Encoding: “bytes”, “latin1”, “UTF8”, or “ASCII”: the encoding of the string.
Cached: string is part of the global string hash table, which should almost always be the case.

Aside: the keen-eyed observer might notice that the “general purpose” values are not the same for “a” (0x61), and for “b” (0x60). 0x60 in hexadecimal is $2^{5} + 2^{6}$ , which according to R Internals means the string is in the global string cache (as it should be) and that it is ASCII encoded. That is obviously true of both strings. What about the additional $2^{0}$ present in the 0x61, but only for “a”? This is probably related to symbol names (a.k.a. variable names) of loaded environments, which are hashed for faster lookup¹⁶. However, because the symbol names are also stored in the string pool, if you use a string that happens to be associated with a hashed symbol, it will show up marked in the $2^{0}$ general purpose bit:

b <- 42
.Internal(inspect(letters[1:2]))

@7fd28e4958c8 16 STRSXP g0c2 [] (len=2, tl=0)
  @7fd28e187920 09 CHARSXP g0c1 [MARK,gp=0x61] [ASCII] [cached] "a"
  @7fd28e3a7fb8 09 CHARSXP g0c1 [MARK,gp=0x61] [ASCII] [cached] "b"

Notice how the creation of the b variable changed the state of the “b” CHARSXP.

ALTREP Token

As of R3.5.0 R supports alternative representations (ALTREP) of some object types or states. For example, the : operator generates an ALTREP object instead of an integer vector:

.Internal(inspect(1:1e8))

@7fef6290dd90 13 INTSXP g0c0 [NAM(3)]  1 : 1000000000 (compact)

Instead of materializing a vector with 100 million sequential integer values, R just records that a sequence starting at 1 and ending at 1e8 in 1 increments is implicitly represented by the object. Some functions can take advantage of this to sequentially or otherwise use the values of the vector without allocating the memory required to hold it in its entirety¹⁷.

Another use of ALTREP is storing the sorted and missingness state in a wrapper:

.Internal(inspect(sort(c(3, 1, 2))))

@7fd29113bd90 14 REALSXP g0c0 [NAM(1)]  wrapper [srt=1,no_na=1]
  @7fd290e72588 14 REALSXP g0c3 [NAM(3)] (len=3, tl=0) 1,2,3

I haven’t looked at the specifics of how this is implemented, but functions that are ALTREP aware should be able to tell that the vector is sorted and has no NAs just by consulting the meta data instead of scanning the entire vector.

As ALTREP becomes more prevalent, understanding what objects are ALTREPs and which functions can use them without materializing them will become increasingly important to write more efficient code.

Inspecting Complex Objects

.Internal(inspect(...)) will dump out the meta data for recursive objects recursively. You can control the depth of the recursion with the first parameter:

.Internal(inspect(getNamespace('stats'), max.depth=1))

@7fe2431e40a8 04 ENVSXP g1c0 [MARK,NAM(3),LCK,gp=0x4000] <namespace:stats>
ENCLOS:
  @7fe2431e7688 04 ENVSXP g1c0 [MARK,NAM(3),LCK,gp=0x4000,ATT] <0x7fe2431e7688>
  ATTRIB:
    @7fe2431e3e08 02 LISTSXP g1c0 [MARK] 
HASHTAB:
  @7fe243affa00 19 VECSXP g1c7 [MARK] (len=1018, tl=720)

Absent the max.depth parameter you would risk substantial screen output. There are some slight differences in output here from what we have seen before, primarily from inspect labeling different components of the complex object.
- - - -
EXERCISE GOAL: Continue the passage on inspecting R objects with .Internal(inspect()) from its last sentence. The records play no part in this work.

PROVIDED INFORMATION:
- - - -
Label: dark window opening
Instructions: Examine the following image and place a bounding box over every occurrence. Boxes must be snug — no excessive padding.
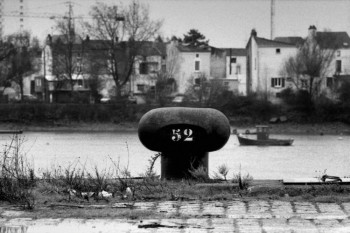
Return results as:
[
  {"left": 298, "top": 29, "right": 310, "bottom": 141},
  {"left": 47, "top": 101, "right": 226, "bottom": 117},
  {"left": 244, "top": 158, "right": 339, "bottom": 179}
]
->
[
  {"left": 271, "top": 78, "right": 285, "bottom": 87},
  {"left": 327, "top": 77, "right": 333, "bottom": 88},
  {"left": 194, "top": 61, "right": 200, "bottom": 71},
  {"left": 335, "top": 60, "right": 341, "bottom": 73},
  {"left": 140, "top": 62, "right": 148, "bottom": 74},
  {"left": 137, "top": 84, "right": 145, "bottom": 92}
]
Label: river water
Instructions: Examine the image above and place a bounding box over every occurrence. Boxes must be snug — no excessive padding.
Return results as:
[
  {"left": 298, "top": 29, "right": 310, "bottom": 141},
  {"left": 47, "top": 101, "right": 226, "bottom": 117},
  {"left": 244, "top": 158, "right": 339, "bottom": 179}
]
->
[{"left": 0, "top": 132, "right": 350, "bottom": 179}]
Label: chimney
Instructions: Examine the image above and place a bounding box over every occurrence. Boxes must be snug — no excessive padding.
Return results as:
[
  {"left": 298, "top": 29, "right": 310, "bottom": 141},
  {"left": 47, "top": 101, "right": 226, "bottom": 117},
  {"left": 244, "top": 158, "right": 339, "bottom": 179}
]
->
[
  {"left": 308, "top": 25, "right": 317, "bottom": 39},
  {"left": 46, "top": 34, "right": 52, "bottom": 44},
  {"left": 250, "top": 29, "right": 258, "bottom": 37}
]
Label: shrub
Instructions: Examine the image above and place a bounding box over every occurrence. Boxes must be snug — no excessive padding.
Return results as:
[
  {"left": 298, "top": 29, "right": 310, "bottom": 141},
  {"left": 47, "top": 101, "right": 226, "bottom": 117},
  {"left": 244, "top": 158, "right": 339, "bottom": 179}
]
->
[{"left": 0, "top": 134, "right": 35, "bottom": 209}]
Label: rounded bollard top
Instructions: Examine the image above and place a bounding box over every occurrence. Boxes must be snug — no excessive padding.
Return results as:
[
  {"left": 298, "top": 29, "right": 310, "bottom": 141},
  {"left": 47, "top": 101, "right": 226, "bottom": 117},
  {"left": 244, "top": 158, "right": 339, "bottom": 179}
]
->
[{"left": 138, "top": 107, "right": 230, "bottom": 152}]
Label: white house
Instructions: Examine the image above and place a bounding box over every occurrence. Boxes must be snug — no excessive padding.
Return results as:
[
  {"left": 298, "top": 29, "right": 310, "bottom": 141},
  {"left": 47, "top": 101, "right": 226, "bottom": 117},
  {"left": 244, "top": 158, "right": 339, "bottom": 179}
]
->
[
  {"left": 225, "top": 48, "right": 247, "bottom": 95},
  {"left": 246, "top": 29, "right": 297, "bottom": 102},
  {"left": 275, "top": 25, "right": 350, "bottom": 98},
  {"left": 166, "top": 41, "right": 211, "bottom": 94}
]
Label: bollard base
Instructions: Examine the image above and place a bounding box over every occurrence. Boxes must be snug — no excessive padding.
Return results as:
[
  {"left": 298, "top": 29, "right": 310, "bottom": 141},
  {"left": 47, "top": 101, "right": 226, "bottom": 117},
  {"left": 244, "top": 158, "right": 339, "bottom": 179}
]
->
[{"left": 161, "top": 152, "right": 209, "bottom": 180}]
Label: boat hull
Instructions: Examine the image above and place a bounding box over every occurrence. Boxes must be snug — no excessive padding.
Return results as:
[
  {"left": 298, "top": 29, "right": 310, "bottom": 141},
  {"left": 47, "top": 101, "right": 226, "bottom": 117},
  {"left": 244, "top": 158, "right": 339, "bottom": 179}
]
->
[{"left": 237, "top": 135, "right": 294, "bottom": 146}]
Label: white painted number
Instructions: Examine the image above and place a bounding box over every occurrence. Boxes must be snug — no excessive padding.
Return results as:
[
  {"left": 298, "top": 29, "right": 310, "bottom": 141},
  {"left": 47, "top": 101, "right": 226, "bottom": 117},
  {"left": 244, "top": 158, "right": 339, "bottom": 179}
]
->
[
  {"left": 171, "top": 129, "right": 181, "bottom": 142},
  {"left": 184, "top": 129, "right": 193, "bottom": 142},
  {"left": 171, "top": 129, "right": 193, "bottom": 142}
]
- - - -
IN RESPONSE:
There is also the max.elements parameter, although in order to pass it you must also pass max.depth as the .Internal call will only match positionally:

.Internal(inspect(as.list(1:1e3), max.depth=-1, max.elements=2))

@7fe247a3ec00 19 VECSXP g0c7 [] (len=1000, tl=0)
  @7fe2471eea20 13 INTSXP g0c1 [] (len=1, tl=0) 1
  @7fe2471ee9e8 13 INTSXP g0c1 [] (len=1, tl=0) 2
  ...

Aside: notice how similar the structure of the vector list above is to the character vector structure.

Parting Thoughts

While I wrote this mostly as a reference to myself, I hope it will be useful to others.

Questions, comments, or just want to share this post? Post about it on Twitter. Follow @brodiegaslam for updates and/or new post notifications.

Acknowledgements

Jim Hester for pointing me to the named/reference discussion on R-devel and to the new usage of truelength for over-allocated vectors.
Image Credit: A Pile of RAM, by Blake Patterson, under CC-BY 2.0, background removed and cropped.

Updates

2/25/19 8pm: added docs for MARK in extra section (h/t Jim Hester).
2/25/19 8pm: truelength is also used for growable vectors (h/t Jim Hester).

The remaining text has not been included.